*STATED GOAL 1*
Answer these questions using the column about Pope Leo and Marco Rubio.
(a) Which cabinet position does Marco Rubio hold?
(b) By what means is the pope committed to resolving disputes?
(c) What do Islamic extremists say their goal is?

*EXCERPT PROVIDED*
────────────────────────────────────────

Pope Leo should heed Rubio’s warning on Iran
by Cal Thomas · The Washington TimesOPINION:
It must be the highlight for any Roman Catholic to meet the head of his church, so it must have been last week for Secretary of State Marco Rubio, a practicing Catholic.
Mr. Rubio was on more than a spiritual journey. His mission was to persuade Pope Leo XIV of the rightness — even the righteousness — of the Trump administration’s actions to destroy Iran’s goal of acquiring a nuclear weapon and likely using it as a means of intimidation or possibly launching it as a weapon of war.
The pope is committed to resolving disputes through diplomacy. That course would be worth pursuing if Iran’s leaders and the U.S. had even remotely similar goals.
Just as Catholics and Protestants differ in their theology, Islamists differ with just about everybody else, whether they be religious or secular. Tehran’s goals also differ from those of just about everybody else, whether religious or secular.
Islamic extremists have repeatedly made clear that their goal is world domination. They openly proclaim that Allah has commanded them to do so. History and current events show they are serious.

────────────────────────────────────────

*RECORDS PROVIDED*
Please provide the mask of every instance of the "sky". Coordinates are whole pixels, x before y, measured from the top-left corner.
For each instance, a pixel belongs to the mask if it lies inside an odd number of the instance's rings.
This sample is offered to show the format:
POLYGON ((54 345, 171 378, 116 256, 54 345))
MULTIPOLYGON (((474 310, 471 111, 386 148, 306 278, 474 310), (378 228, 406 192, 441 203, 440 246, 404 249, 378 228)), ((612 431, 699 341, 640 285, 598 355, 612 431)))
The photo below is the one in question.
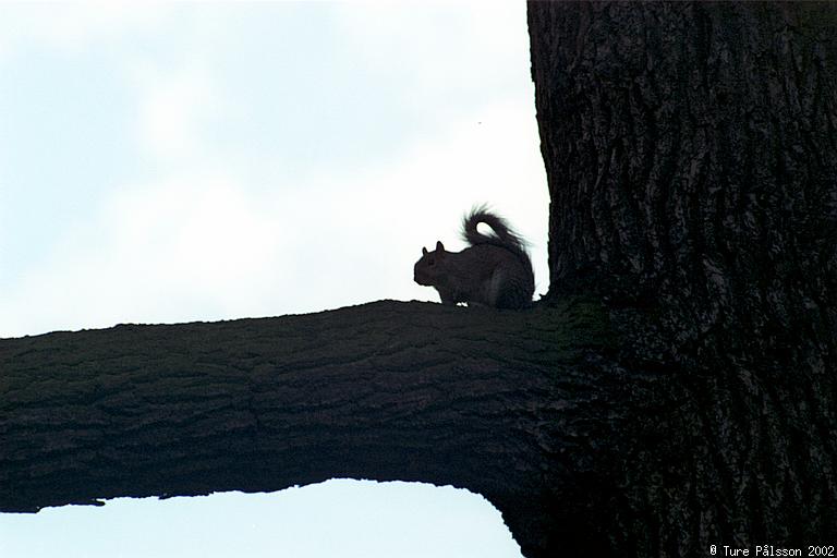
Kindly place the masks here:
MULTIPOLYGON (((0 2, 0 338, 438 302, 413 264, 464 247, 482 203, 530 241, 545 293, 523 2, 0 2)), ((3 558, 242 541, 520 556, 481 496, 407 483, 0 515, 3 558)))

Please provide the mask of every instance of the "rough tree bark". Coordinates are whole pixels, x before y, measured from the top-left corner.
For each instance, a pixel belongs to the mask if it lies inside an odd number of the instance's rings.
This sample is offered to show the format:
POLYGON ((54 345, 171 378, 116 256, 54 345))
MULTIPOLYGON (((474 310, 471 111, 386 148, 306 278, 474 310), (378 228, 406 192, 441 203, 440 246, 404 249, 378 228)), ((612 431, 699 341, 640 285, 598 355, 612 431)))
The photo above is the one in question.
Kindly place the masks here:
POLYGON ((351 476, 481 493, 530 558, 837 543, 837 8, 529 22, 544 304, 0 340, 0 510, 351 476))
POLYGON ((614 548, 837 543, 837 4, 529 22, 550 298, 592 286, 622 362, 677 378, 624 438, 614 548))

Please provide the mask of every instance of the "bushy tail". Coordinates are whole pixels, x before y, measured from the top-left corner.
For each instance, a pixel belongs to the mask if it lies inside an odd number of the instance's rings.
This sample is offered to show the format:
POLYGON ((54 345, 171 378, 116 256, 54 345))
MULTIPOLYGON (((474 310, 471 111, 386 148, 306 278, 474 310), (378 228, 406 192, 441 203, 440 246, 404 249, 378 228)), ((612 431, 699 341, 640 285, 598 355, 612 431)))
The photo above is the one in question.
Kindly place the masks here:
POLYGON ((465 215, 462 220, 462 238, 471 245, 474 244, 494 244, 517 254, 520 254, 529 262, 526 254, 526 242, 514 230, 509 227, 506 219, 495 215, 484 205, 476 206, 471 213, 465 215), (493 235, 483 234, 476 230, 476 226, 484 222, 494 231, 493 235))

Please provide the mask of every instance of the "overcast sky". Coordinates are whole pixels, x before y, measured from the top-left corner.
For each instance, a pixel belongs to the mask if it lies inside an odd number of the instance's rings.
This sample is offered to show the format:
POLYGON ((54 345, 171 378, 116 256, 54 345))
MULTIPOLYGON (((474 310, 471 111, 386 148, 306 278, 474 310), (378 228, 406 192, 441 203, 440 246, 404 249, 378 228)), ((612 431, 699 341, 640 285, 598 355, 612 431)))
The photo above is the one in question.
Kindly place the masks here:
MULTIPOLYGON (((546 292, 523 2, 0 2, 0 337, 438 301, 412 266, 477 203, 546 292)), ((404 483, 0 515, 3 558, 241 548, 519 556, 404 483)))

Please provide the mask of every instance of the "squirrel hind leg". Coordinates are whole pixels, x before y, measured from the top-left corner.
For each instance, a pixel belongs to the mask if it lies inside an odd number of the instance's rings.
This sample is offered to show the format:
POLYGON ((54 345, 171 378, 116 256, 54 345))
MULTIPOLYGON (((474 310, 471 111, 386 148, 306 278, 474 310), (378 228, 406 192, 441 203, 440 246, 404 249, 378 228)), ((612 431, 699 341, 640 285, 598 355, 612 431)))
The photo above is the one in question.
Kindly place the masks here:
POLYGON ((500 307, 504 288, 506 283, 506 272, 502 269, 495 269, 492 278, 485 286, 485 301, 495 308, 500 307))

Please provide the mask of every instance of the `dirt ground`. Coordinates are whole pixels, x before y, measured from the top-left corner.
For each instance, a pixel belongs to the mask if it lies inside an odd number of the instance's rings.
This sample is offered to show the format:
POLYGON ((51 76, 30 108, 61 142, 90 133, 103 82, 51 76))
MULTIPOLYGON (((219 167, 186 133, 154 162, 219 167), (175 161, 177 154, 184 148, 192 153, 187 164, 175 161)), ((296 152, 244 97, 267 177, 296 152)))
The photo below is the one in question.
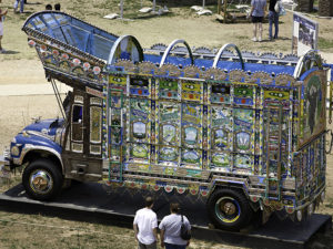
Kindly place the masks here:
MULTIPOLYGON (((28 0, 29 1, 29 0, 28 0)), ((54 3, 56 1, 48 1, 54 3)), ((189 8, 172 8, 172 14, 157 18, 142 18, 132 21, 105 20, 104 14, 118 11, 117 1, 103 0, 82 1, 82 0, 63 0, 63 9, 79 18, 84 19, 98 27, 101 27, 117 35, 132 34, 137 37, 143 48, 149 48, 154 43, 169 44, 174 39, 184 39, 190 46, 221 48, 225 43, 234 43, 241 50, 253 52, 291 52, 292 34, 292 14, 287 13, 281 18, 280 39, 273 42, 268 41, 268 23, 264 24, 264 41, 252 42, 251 23, 221 24, 212 17, 196 17, 189 8), (105 4, 105 8, 103 8, 105 4)), ((2 0, 1 7, 11 8, 12 1, 2 0)), ((48 84, 44 80, 43 69, 37 59, 36 52, 27 44, 27 37, 20 30, 26 18, 30 13, 43 10, 43 4, 30 2, 27 6, 27 13, 13 14, 12 9, 4 22, 3 48, 8 54, 0 54, 0 86, 8 84, 48 84)), ((130 11, 125 9, 125 11, 130 11)), ((330 63, 333 63, 333 20, 314 18, 320 23, 320 44, 324 56, 330 63), (330 43, 331 42, 331 43, 330 43), (329 44, 329 45, 327 45, 329 44)), ((19 86, 18 86, 19 87, 19 86)), ((12 137, 31 122, 32 117, 42 116, 42 118, 54 117, 60 115, 53 95, 30 95, 30 96, 1 96, 0 97, 0 154, 6 146, 9 146, 12 137)), ((331 127, 332 128, 332 127, 331 127)), ((320 207, 317 212, 333 215, 333 155, 327 155, 327 190, 326 200, 320 207)), ((0 214, 1 217, 13 217, 11 214, 0 214)), ((14 216, 14 219, 27 219, 24 216, 14 216)), ((37 221, 40 217, 32 219, 37 221)), ((42 218, 44 222, 56 222, 54 220, 42 218)), ((29 219, 30 221, 30 219, 29 219)), ((59 221, 61 224, 62 221, 59 221)), ((56 222, 57 224, 57 222, 56 222)), ((73 224, 69 225, 73 226, 73 224)), ((80 225, 81 226, 81 225, 80 225)), ((84 226, 84 225, 83 225, 84 226)), ((18 228, 17 228, 18 229, 18 228)), ((29 229, 29 228, 20 228, 29 229)), ((8 234, 14 234, 9 230, 8 234)), ((27 231, 26 231, 27 234, 27 231)), ((9 235, 7 235, 9 236, 9 235)), ((50 235, 51 236, 51 235, 50 235)), ((0 238, 3 236, 0 235, 0 238)), ((12 239, 18 239, 12 237, 12 239)), ((3 242, 3 241, 2 241, 3 242)), ((8 243, 6 243, 8 245, 8 243)), ((191 248, 212 248, 209 245, 195 243, 191 248)), ((333 245, 333 232, 326 236, 319 236, 314 248, 330 248, 333 245)), ((18 248, 23 248, 24 245, 18 248)), ((6 248, 0 245, 0 248, 6 248)), ((14 247, 17 248, 17 247, 14 247)), ((33 248, 33 247, 29 247, 33 248)), ((216 248, 231 248, 221 245, 216 248)), ((331 247, 333 248, 333 246, 331 247)))

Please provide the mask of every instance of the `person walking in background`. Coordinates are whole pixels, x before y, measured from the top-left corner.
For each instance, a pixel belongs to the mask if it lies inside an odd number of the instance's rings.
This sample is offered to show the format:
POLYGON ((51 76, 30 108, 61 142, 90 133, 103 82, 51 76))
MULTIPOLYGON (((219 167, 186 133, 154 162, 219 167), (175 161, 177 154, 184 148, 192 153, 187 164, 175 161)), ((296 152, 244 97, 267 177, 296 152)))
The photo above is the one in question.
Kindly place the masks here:
POLYGON ((145 198, 145 207, 138 210, 133 221, 138 249, 157 249, 158 216, 152 210, 154 205, 152 197, 145 198))
POLYGON ((250 17, 253 22, 253 38, 252 41, 262 41, 262 21, 265 13, 266 0, 251 0, 250 17), (256 38, 259 32, 259 38, 256 38))
POLYGON ((20 3, 20 13, 23 13, 23 11, 24 11, 24 0, 16 0, 16 2, 14 2, 14 13, 18 12, 19 3, 20 3))
POLYGON ((47 4, 46 6, 46 10, 52 10, 52 6, 51 4, 47 4))
MULTIPOLYGON (((2 0, 0 0, 0 3, 2 0)), ((3 37, 3 21, 4 21, 4 15, 7 14, 8 10, 2 10, 0 7, 0 53, 6 53, 6 50, 1 45, 1 40, 3 37)))
MULTIPOLYGON (((276 2, 278 2, 278 0, 270 0, 270 6, 269 6, 270 40, 273 40, 273 38, 278 39, 278 33, 279 33, 279 12, 276 12, 276 10, 275 10, 276 2), (273 23, 274 23, 274 29, 275 29, 274 37, 272 34, 273 23)), ((279 2, 278 2, 278 4, 279 4, 279 2)), ((280 7, 278 9, 280 9, 280 7)))
POLYGON ((159 228, 161 230, 161 247, 165 249, 185 249, 190 245, 190 240, 181 238, 181 226, 184 224, 185 228, 190 231, 191 225, 188 218, 180 215, 179 204, 170 204, 171 215, 165 216, 159 228))

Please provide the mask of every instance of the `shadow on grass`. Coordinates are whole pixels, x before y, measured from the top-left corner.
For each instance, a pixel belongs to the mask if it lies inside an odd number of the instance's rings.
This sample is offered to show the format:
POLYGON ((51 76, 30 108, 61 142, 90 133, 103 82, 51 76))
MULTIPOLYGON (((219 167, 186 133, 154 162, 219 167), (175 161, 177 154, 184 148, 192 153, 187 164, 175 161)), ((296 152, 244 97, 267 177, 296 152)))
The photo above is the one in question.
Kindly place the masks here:
POLYGON ((24 4, 29 4, 29 6, 40 6, 43 4, 41 2, 26 2, 24 4))

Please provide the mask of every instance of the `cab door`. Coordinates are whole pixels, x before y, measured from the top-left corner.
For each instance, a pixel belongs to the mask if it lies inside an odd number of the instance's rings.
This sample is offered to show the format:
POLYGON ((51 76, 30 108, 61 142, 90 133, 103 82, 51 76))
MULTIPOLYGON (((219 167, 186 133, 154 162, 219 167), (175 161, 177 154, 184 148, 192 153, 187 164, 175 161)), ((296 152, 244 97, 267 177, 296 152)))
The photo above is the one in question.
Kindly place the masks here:
POLYGON ((65 177, 100 180, 102 177, 102 98, 74 91, 68 118, 65 177))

────────────────────────────────────────

*STATED GOAL 2*
Rewrite the rows from their start up to and including the line with "MULTIPOLYGON (((0 2, 0", putting "example" in place of "sample" and changing nothing else. Leave the pictures out of your answer.

*PROBLEM SOLUTION 1*
(a) Secretary of State
(b) Diplomacy
(c) World domination

*PROBLEM SOLUTION 2*
Please provide the mask of every instance of the "sky". Coordinates are whole pixels, x before y, measured from the top-left corner.
For each instance, a pixel belongs to the mask if it lies inside an odd number of the instance's rings.
This example is offered to show the format:
POLYGON ((54 345, 171 378, 116 256, 54 345))
MULTIPOLYGON (((474 310, 471 111, 386 148, 306 278, 474 310), (378 228, 406 192, 441 203, 440 246, 404 249, 378 228)), ((612 431, 699 341, 640 285, 598 355, 612 431)))
The photo below is the one in question.
Kindly place the masks here:
MULTIPOLYGON (((0 2, 0 338, 438 302, 413 264, 464 247, 482 203, 530 241, 545 293, 523 2, 0 2)), ((3 558, 242 541, 520 556, 481 496, 407 483, 0 515, 3 558)))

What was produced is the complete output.